* Begin Records shown *
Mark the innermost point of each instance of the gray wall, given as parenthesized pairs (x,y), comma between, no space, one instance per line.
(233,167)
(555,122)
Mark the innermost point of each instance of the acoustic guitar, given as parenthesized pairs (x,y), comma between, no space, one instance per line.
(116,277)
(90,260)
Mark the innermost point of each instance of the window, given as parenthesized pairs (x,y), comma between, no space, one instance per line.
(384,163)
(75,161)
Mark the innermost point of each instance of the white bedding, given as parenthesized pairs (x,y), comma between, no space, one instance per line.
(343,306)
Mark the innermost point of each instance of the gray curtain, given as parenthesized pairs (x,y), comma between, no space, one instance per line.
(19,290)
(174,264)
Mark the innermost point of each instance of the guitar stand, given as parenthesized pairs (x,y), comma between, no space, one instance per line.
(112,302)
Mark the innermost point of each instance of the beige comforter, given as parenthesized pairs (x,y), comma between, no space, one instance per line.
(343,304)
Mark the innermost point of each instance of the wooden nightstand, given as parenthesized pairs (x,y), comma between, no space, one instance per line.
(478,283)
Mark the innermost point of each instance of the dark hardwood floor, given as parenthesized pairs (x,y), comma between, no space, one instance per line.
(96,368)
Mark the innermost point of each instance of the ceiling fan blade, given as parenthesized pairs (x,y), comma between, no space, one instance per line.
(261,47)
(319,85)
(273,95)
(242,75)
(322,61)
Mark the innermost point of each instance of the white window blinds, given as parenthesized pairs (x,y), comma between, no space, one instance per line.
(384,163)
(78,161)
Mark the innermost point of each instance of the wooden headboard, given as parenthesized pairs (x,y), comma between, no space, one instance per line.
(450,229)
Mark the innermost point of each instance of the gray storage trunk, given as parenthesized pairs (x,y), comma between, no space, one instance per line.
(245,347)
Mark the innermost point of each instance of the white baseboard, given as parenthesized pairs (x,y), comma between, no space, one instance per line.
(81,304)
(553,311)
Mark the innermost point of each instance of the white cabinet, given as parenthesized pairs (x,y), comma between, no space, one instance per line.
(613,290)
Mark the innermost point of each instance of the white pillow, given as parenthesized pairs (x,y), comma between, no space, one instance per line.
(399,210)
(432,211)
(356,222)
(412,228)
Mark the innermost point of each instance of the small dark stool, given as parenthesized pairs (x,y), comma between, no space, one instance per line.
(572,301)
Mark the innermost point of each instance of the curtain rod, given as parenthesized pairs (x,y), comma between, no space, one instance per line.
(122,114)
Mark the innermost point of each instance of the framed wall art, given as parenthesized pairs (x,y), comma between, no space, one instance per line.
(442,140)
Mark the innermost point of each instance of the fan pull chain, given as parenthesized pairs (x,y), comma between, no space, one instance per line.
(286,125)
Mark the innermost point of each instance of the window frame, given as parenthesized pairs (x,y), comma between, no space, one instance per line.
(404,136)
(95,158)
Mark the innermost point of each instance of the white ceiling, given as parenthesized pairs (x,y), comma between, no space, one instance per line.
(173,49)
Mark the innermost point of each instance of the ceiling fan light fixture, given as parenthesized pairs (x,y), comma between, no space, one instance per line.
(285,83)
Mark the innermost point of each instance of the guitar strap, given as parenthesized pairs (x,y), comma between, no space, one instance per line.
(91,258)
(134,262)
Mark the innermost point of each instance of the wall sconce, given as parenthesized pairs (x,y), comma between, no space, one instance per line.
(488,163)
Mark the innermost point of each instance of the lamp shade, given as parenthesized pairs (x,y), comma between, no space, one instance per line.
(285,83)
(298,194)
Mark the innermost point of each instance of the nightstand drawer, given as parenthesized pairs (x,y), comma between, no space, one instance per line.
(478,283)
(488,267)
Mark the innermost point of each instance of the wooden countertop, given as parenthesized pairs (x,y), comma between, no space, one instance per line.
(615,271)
* End Records shown *
* Begin Records shown *
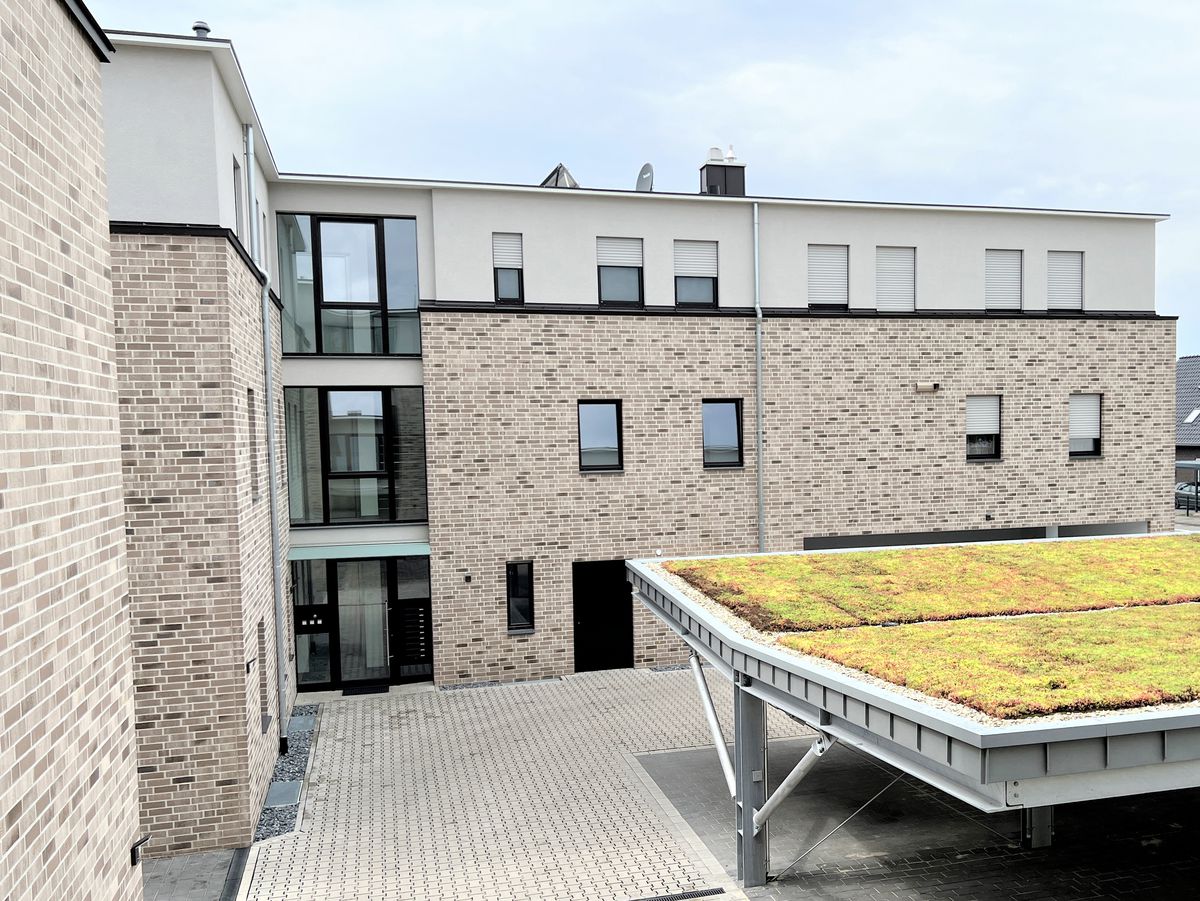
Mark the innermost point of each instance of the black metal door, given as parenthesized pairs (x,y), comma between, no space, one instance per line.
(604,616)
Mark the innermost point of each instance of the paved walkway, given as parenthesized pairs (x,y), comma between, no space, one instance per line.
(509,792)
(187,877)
* End Records shown *
## Brief
Pick out every line of the records above that contains the string "nightstand", and copy each one in full.

## Written reply
Mark the innermost point of each instance of the wooden nightstand, given as parenthesized pairs (x,y), comma between, no space, one instance per line.
Mark the innermost point of each instance of the nightstand drawer, given as parenthesized pairs (x,y), comma between, no space, one instance per line.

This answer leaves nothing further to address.